#### Reading text
A tutor was appointed for the plaintiff on 18 April 2019. Ward CJ in Eq concluded that a tutor should be appointed ‘on the basis of the evidence that [the plaintiff] had a persistent delusion as to his Vietnam war service that made him incapable of providing proper instructions in relation to the conduct of the proceedings going forward… [This] conclusion involved no finding as to [the plaintiff’s] capacity to give instructions in relation to the proceedings at any earlier time’ (at [45], original emphasis). Her Honour later confirmed that the ‘issue at that stage was not an incapacity to provide instructions per se’ ([222]).

Whether the plaintiff lacked capacity

The executors raised factual questions about the nature of the cancer treatment being received by the plaintiff, and emphasised that the plaintiff, in fact, had never served in Vietnam. Witnesses, including the mediator present on 20 March 2018, gave evidence that the plaintiff had shown no obvious signs of physical illness.
########
#### Data excerpts
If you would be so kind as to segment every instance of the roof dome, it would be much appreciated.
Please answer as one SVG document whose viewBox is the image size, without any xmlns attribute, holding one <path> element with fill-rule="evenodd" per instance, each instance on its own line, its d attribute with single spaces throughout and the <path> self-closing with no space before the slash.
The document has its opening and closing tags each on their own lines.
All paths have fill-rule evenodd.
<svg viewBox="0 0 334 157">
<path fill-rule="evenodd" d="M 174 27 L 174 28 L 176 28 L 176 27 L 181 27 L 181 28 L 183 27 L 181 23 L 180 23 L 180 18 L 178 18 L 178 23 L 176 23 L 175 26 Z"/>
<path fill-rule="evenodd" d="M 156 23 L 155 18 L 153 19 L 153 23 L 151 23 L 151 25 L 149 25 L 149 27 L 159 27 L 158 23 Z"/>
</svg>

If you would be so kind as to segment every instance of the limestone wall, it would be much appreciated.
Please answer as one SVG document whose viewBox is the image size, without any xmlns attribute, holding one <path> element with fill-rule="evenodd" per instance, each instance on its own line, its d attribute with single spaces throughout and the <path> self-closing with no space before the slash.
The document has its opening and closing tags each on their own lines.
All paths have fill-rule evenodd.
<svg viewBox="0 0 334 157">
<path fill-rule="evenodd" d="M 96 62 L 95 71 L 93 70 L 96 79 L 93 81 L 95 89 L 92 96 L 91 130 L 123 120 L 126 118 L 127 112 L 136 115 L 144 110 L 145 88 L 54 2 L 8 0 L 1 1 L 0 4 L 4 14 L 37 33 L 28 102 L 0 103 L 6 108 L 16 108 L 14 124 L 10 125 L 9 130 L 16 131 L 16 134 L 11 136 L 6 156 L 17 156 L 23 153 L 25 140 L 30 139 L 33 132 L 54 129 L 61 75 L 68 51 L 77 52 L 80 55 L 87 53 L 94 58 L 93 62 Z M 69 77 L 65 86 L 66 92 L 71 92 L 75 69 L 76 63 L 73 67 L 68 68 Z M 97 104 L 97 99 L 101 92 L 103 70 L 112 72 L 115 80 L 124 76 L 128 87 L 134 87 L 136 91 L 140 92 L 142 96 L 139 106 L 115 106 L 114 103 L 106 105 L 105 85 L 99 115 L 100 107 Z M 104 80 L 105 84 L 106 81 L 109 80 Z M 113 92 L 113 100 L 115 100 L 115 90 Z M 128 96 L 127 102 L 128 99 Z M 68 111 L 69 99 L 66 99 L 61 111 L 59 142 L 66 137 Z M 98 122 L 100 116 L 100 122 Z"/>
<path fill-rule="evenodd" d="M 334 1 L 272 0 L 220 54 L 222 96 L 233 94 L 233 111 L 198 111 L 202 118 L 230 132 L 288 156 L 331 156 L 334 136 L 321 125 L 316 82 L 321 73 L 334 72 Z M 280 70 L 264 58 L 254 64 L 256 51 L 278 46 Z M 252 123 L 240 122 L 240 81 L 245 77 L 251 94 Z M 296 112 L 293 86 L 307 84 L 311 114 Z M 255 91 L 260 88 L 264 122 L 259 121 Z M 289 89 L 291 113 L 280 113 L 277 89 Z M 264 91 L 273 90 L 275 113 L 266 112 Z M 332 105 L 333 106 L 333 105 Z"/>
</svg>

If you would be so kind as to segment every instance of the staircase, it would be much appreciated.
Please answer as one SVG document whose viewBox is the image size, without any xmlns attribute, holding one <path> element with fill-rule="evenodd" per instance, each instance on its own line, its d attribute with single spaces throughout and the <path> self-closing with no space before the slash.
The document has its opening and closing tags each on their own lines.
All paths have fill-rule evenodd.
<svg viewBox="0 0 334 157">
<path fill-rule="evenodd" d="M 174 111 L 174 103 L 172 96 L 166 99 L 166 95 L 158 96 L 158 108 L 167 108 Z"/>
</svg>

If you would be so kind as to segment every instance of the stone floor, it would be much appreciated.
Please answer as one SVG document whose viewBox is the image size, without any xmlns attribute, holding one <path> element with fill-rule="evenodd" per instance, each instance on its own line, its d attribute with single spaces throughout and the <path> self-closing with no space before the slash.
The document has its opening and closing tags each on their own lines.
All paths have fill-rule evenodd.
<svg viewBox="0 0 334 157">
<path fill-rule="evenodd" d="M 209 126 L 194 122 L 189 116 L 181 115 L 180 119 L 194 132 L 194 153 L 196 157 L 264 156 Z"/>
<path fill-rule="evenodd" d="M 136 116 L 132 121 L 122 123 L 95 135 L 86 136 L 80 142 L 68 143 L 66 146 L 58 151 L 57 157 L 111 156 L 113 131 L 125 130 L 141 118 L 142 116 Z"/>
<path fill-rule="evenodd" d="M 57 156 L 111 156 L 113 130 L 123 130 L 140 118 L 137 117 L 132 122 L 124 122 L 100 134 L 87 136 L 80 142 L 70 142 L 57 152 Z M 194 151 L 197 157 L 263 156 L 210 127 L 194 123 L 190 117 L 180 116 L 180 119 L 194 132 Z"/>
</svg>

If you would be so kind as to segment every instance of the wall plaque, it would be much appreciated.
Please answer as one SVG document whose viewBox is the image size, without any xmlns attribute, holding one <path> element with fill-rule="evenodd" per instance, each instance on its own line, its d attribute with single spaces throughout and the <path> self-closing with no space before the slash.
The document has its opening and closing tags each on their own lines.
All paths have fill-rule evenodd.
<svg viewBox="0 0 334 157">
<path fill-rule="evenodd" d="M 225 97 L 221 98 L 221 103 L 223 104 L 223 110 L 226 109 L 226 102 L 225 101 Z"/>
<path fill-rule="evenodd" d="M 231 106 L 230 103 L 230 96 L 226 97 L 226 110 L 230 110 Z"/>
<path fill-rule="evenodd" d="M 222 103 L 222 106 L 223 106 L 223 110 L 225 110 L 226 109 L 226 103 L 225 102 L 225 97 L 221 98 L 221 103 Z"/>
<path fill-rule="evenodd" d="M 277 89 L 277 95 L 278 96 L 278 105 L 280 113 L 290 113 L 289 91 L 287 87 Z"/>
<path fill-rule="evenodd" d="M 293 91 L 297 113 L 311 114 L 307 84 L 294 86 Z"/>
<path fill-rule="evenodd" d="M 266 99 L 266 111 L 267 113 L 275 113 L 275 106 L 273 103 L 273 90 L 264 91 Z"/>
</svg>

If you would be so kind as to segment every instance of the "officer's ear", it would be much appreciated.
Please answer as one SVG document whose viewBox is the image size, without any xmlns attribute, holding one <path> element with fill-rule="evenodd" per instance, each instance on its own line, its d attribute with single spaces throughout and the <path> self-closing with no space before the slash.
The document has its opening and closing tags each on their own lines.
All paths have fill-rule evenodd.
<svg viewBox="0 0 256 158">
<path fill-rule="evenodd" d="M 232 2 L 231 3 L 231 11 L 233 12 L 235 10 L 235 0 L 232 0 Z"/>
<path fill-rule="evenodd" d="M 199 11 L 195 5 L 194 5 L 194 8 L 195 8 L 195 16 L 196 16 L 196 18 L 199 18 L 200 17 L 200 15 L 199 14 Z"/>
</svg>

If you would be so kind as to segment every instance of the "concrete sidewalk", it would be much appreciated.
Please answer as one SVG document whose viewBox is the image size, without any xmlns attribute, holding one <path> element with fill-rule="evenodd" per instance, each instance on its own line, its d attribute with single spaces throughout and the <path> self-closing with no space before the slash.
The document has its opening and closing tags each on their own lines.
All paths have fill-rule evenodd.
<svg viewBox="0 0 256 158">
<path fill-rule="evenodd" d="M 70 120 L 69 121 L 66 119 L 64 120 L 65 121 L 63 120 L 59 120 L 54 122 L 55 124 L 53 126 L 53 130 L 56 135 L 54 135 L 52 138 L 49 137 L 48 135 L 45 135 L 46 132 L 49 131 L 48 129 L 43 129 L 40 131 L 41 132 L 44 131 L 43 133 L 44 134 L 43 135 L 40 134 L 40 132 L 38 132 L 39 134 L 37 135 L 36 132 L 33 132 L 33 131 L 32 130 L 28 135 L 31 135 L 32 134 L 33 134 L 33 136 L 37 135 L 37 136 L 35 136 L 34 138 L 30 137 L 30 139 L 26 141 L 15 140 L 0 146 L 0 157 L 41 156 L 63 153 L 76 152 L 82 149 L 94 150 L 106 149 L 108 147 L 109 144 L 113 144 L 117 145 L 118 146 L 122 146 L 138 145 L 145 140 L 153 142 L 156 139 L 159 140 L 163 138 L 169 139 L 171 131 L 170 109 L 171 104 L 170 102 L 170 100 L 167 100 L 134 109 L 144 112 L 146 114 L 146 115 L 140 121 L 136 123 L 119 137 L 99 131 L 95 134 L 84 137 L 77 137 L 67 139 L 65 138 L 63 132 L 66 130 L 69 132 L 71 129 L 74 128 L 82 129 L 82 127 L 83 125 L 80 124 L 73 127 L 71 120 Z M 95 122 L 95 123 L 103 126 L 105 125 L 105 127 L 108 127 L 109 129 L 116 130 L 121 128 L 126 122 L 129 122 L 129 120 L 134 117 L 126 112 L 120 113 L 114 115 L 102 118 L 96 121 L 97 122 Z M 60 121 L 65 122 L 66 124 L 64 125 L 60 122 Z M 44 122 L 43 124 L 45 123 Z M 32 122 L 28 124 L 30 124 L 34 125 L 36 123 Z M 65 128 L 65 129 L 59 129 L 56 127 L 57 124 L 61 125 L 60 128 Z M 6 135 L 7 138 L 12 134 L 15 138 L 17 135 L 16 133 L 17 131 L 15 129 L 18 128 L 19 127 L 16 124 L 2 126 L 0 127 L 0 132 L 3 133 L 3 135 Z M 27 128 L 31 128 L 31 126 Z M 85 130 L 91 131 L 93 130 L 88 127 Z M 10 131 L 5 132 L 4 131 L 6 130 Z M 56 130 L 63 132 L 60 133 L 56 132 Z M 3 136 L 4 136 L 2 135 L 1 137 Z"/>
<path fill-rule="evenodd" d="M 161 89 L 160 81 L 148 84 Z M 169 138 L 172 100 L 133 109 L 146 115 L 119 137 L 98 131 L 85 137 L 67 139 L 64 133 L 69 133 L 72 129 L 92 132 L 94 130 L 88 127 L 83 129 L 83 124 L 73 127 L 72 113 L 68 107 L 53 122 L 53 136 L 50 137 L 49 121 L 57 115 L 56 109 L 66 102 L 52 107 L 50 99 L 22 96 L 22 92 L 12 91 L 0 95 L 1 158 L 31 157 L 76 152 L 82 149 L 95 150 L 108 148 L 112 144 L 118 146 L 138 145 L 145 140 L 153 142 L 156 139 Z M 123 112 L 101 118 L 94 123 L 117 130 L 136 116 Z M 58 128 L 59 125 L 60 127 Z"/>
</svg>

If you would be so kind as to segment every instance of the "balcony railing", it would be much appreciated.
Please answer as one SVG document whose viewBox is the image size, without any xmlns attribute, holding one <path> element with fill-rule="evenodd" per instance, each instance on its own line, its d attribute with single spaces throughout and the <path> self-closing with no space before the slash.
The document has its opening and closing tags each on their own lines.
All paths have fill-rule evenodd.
########
Actions to take
A) Return the portion of the reading text between "A tutor was" and "per se’ ([222]).", inclusive.
B) According to the reading text, on what date was a tutor appointed for the plaintiff?

Results in order
A)
A tutor was appointed for the plaintiff on 18 April 2019. Ward CJ in Eq concluded that a tutor should be appointed ‘on the basis of the evidence that [the plaintiff] had a persistent delusion as to his Vietnam war service that made him incapable of providing proper instructions in relation to the conduct of the proceedings going forward… [This] conclusion involved no finding as to [the plaintiff’s] capacity to give instructions in relation to the proceedings at any earlier time’ (at [45], original emphasis). Her Honour later confirmed that the ‘issue at that stage was not an incapacity to provide instructions per se’ ([222]).

B) 18 April 2019